__Problem to solve__
From the entries below, list each line with "reddish".
::: Information provided :::
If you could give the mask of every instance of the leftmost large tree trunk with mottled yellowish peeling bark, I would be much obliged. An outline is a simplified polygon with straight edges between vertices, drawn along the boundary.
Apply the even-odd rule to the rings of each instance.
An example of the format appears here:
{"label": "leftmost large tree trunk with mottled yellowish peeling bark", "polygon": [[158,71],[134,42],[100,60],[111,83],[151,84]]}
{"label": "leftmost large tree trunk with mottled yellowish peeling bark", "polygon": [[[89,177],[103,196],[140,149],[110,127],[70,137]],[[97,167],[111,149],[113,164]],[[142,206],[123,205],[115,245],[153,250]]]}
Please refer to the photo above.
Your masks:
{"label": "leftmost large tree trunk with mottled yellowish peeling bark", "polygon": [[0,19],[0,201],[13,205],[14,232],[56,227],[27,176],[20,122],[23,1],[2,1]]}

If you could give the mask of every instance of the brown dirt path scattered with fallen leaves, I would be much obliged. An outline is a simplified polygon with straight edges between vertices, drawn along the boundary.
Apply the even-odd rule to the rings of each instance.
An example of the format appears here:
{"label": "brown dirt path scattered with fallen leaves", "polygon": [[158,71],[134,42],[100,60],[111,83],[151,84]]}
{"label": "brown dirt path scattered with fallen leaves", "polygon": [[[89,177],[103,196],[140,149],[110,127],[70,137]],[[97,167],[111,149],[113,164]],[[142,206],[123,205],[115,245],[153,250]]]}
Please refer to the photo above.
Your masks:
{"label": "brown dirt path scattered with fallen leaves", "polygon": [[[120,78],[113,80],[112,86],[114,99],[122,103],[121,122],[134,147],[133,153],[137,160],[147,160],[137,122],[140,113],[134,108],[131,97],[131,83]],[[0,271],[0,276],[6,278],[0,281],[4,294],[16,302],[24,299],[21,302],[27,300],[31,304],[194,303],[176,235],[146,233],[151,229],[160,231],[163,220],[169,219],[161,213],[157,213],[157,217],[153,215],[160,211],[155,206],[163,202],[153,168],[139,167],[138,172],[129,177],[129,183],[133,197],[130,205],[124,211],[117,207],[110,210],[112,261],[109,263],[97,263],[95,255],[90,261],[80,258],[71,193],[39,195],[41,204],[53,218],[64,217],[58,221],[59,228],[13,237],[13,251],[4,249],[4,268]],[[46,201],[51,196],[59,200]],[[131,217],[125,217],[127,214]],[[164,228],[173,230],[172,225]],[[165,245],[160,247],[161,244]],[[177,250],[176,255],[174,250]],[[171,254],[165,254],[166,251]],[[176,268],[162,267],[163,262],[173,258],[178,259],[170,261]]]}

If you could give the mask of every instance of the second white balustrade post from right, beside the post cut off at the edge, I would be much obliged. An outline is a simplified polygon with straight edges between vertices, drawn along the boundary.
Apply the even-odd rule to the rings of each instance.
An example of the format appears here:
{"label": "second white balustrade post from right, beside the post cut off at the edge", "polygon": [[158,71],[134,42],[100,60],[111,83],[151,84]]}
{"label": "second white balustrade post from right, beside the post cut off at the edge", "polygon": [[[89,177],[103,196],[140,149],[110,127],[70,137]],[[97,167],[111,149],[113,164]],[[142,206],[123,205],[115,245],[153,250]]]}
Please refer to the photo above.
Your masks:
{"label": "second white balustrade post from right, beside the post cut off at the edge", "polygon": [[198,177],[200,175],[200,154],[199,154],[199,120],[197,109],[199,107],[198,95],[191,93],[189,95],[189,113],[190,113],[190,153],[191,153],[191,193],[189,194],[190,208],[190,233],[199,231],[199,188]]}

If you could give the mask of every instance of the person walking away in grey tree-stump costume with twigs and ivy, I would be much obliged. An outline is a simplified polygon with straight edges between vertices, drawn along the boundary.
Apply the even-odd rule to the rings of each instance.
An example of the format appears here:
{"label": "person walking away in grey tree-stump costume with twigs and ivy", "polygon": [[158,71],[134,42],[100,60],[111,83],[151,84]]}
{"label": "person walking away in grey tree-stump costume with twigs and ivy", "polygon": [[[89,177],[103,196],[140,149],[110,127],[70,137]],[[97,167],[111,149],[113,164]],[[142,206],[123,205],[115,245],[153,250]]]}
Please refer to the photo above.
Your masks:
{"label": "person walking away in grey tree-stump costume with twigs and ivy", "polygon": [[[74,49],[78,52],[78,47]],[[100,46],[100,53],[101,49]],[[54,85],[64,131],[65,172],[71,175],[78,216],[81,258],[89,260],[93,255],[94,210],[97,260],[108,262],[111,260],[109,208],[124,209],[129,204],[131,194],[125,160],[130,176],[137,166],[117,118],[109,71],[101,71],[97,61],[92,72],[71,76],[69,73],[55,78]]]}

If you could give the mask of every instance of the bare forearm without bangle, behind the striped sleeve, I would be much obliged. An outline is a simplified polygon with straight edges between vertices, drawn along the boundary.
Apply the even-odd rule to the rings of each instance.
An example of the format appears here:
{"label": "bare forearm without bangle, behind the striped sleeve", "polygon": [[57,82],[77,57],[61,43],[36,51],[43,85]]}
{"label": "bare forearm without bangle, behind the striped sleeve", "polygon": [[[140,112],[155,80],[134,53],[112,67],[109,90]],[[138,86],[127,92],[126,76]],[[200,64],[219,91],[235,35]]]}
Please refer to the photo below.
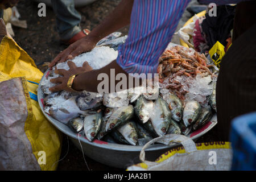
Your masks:
{"label": "bare forearm without bangle, behind the striped sleeve", "polygon": [[92,36],[92,38],[98,42],[105,36],[117,31],[119,28],[130,24],[133,2],[134,0],[122,0],[112,13],[90,32],[89,36]]}

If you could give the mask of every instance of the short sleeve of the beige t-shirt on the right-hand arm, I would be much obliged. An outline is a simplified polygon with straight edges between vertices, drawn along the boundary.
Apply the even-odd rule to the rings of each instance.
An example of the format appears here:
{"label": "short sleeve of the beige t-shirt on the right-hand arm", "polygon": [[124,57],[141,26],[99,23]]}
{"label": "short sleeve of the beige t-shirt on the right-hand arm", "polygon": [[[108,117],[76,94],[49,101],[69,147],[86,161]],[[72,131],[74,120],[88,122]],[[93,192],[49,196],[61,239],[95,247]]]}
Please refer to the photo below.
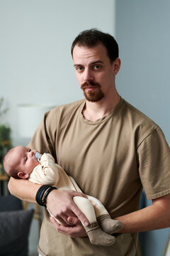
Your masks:
{"label": "short sleeve of the beige t-shirt on the right-hand arm", "polygon": [[170,193],[170,149],[157,127],[138,146],[139,172],[148,199]]}

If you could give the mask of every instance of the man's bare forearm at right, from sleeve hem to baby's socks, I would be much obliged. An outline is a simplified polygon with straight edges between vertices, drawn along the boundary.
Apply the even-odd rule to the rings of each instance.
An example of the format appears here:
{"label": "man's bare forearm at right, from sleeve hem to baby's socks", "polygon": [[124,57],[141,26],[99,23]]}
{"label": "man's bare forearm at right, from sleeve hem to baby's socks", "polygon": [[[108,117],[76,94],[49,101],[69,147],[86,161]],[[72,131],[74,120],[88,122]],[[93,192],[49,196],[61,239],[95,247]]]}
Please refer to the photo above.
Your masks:
{"label": "man's bare forearm at right, from sleeve hem to baby's socks", "polygon": [[115,218],[123,222],[119,233],[138,233],[170,227],[170,194],[153,200],[152,206]]}

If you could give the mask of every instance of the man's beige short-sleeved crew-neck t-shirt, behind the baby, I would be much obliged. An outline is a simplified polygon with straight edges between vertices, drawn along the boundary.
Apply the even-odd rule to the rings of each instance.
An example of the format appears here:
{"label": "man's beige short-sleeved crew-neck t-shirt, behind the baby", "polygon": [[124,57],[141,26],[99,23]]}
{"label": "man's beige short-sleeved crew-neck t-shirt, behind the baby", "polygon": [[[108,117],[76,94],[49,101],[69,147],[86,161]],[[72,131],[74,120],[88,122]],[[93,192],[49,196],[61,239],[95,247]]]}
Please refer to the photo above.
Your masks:
{"label": "man's beige short-sleeved crew-neck t-shirt, behind the baby", "polygon": [[[115,218],[140,208],[147,198],[170,193],[170,149],[161,129],[121,99],[105,117],[91,122],[81,111],[85,100],[45,114],[30,143],[49,152],[86,194],[98,198]],[[91,245],[88,238],[57,233],[45,210],[39,252],[50,256],[134,256],[137,234],[116,235],[111,247]]]}

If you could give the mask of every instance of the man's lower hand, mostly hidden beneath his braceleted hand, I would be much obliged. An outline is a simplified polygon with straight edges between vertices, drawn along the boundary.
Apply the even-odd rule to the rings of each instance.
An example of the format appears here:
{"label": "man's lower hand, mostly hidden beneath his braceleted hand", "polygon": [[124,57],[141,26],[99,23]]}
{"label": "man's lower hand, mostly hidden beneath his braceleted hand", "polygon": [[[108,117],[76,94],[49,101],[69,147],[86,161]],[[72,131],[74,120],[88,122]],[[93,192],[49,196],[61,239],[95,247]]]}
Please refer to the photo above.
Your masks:
{"label": "man's lower hand, mostly hidden beneath his braceleted hand", "polygon": [[[55,229],[64,235],[69,235],[71,238],[81,238],[81,237],[87,236],[86,230],[81,224],[65,227],[64,225],[60,225],[59,223],[57,223],[55,218],[50,217],[50,220],[53,223]],[[74,222],[74,218],[72,223],[73,222]],[[75,220],[75,223],[76,223],[76,220]]]}

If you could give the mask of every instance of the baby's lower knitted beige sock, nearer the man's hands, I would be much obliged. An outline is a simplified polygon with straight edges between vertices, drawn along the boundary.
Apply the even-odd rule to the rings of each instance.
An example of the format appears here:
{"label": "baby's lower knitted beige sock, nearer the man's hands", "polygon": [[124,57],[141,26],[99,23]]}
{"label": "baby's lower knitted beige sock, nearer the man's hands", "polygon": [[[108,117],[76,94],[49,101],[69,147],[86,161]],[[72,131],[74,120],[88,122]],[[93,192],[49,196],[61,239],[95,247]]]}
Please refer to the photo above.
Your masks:
{"label": "baby's lower knitted beige sock, nearer the man's hands", "polygon": [[115,243],[115,237],[113,235],[108,235],[101,230],[98,226],[98,223],[89,224],[87,227],[84,227],[89,240],[93,245],[103,245],[111,246]]}

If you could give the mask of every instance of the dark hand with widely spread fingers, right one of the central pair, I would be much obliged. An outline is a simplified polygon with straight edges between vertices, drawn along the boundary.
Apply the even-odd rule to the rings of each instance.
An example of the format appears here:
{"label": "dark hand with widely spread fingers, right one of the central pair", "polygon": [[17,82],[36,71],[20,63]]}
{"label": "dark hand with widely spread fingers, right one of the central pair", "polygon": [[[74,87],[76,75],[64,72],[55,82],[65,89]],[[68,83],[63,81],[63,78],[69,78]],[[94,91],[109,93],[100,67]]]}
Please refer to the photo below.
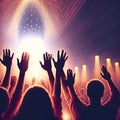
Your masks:
{"label": "dark hand with widely spread fingers, right one of the central pair", "polygon": [[61,55],[60,55],[60,51],[58,51],[57,53],[57,61],[55,61],[55,59],[53,58],[53,62],[55,65],[55,68],[57,70],[62,70],[65,64],[65,61],[68,59],[68,56],[66,56],[66,52],[64,52],[64,50],[62,50]]}

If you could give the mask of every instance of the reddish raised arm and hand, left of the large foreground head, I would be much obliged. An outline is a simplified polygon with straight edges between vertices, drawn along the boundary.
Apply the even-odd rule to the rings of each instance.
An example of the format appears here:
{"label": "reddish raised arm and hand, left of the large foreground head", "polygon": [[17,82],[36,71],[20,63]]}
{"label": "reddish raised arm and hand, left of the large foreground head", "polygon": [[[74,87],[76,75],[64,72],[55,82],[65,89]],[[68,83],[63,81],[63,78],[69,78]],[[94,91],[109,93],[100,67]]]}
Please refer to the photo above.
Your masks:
:::
__Answer space__
If you could give the mask of every instance of the reddish raised arm and hand, left of the large foreground head, I would be much obliged. An outline is a simplified polygon with straight edges between vertices, drawn along the boundary.
{"label": "reddish raised arm and hand, left of the large foreground head", "polygon": [[17,82],[36,71],[20,63]]}
{"label": "reddish raised arm and hand, left of the large foreground head", "polygon": [[[74,87],[76,75],[64,72],[55,82],[65,89]],[[68,83],[63,81],[63,78],[69,78]],[[94,91],[109,93],[100,67]]]}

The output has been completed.